• [Fragmento del texto]:
━━━━━━━━━━━━━━━━
Llevamos treinta mil fallecidos (seguramente más) y no asimilamos que el sufrimiento de las familias es tan inmenso como un mar embravecido de marzo, que las olas te sumergen hasta el fondo cuando ya no hay remedio, ninguna posibilidad; cuando ya no queda nada y esa voz que un día fue la viga maestra que sostenía el universo sin saberlo siquiera, es una ausencia que se intenta retener en la memoria por las noches (el timbre exacto, la entonación precisa, la intensidad justa); también la casa es un vacío, la vida es un precipicio que se esconde en los armarios de su ropa ordenada, en los huecos donde todavía permanece su olor y no sabemos la forma de lograr que perdure, a pesar de la conciencia de que todo está ya en el fondo de un océano emocional, sumergido irremediablemente, como los pecios cargados de los tesoros más preciados.

Y, al final, el consuelo es la rosa que, desde el azul del cielo, les reconfortará en la pureza de su blancor inmaculado. Esas rosas blancas en medio del mármol deben ser presencia viva de tanta dignidad, de eternidad trascendida, de fuego sereno que no se apaga porque lo protege la memoria de un amor perenne. Tal vez así nos llegue algún día una serenidad perdurable, como una señal; a lo mejor es un trino de ruiseñor en esa enramada donde, milagrosamente, acaba de florecer el galán de noche que ella dejó crecer a su albur, siempre en libertad. El tiempo lo dirá. Mientras, ojalá las rosas les inunden de paz, que ejerzan de bálsamo para todos los corazones que se fueron y sean aquel beso postrero que no pudimos darles.
━━━━━━━━━━━━━━━━
• [Tarea]: Devuelva sin ninguna alteración el pasaje del texto sobre el duelo por los fallecidos que va desde "Llevamos treinta mil" hasta "tesoros más preciados.", incluido este último.

• [Datos registrados]:
━━━━━━━━━━━━━━━━
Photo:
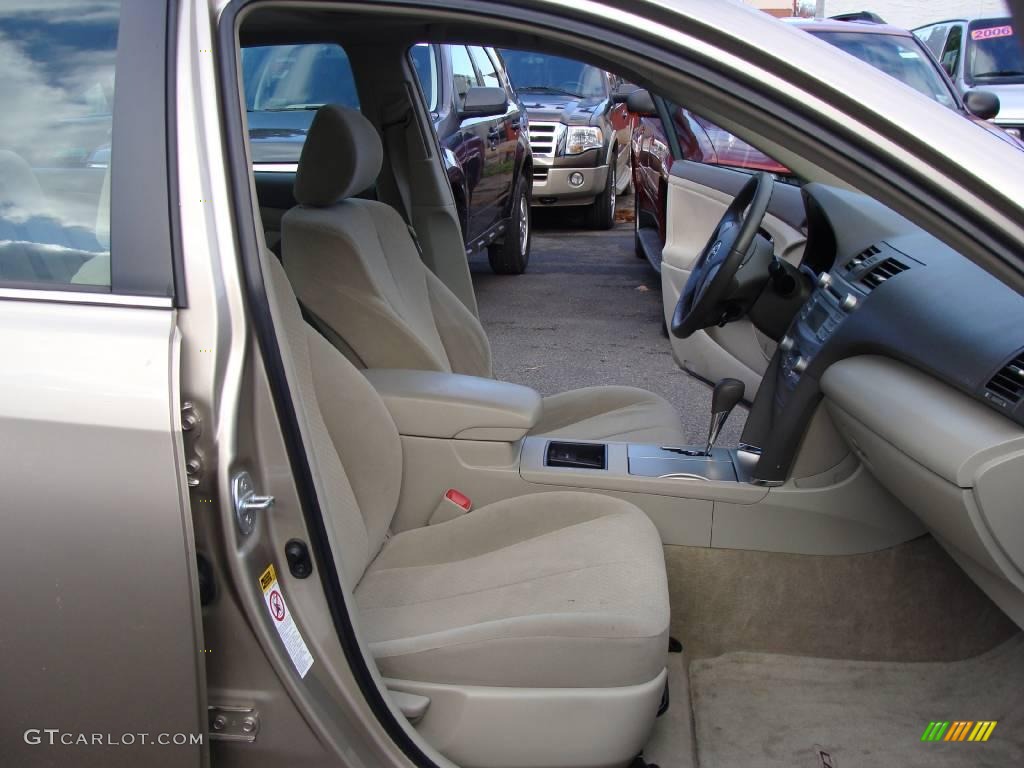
━━━━━━━━━━━━━━━━
• [Respuesta]:
Llevamos treinta mil fallecidos (seguramente más) y no asimilamos que el sufrimiento de las familias es tan inmenso como un mar embravecido de marzo, que las olas te sumergen hasta el fondo cuando ya no hay remedio, ninguna posibilidad; cuando ya no queda nada y esa voz que un día fue la viga maestra que sostenía el universo sin saberlo siquiera, es una ausencia que se intenta retener en la memoria por las noches (el timbre exacto, la entonación precisa, la intensidad justa); también la casa es un vacío, la vida es un precipicio que se esconde en los armarios de su ropa ordenada, en los huecos donde todavía permanece su olor y no sabemos la forma de lograr que perdure, a pesar de la conciencia de que todo está ya en el fondo de un océano emocional, sumergido irremediablemente, como los pecios cargados de los tesoros más preciados.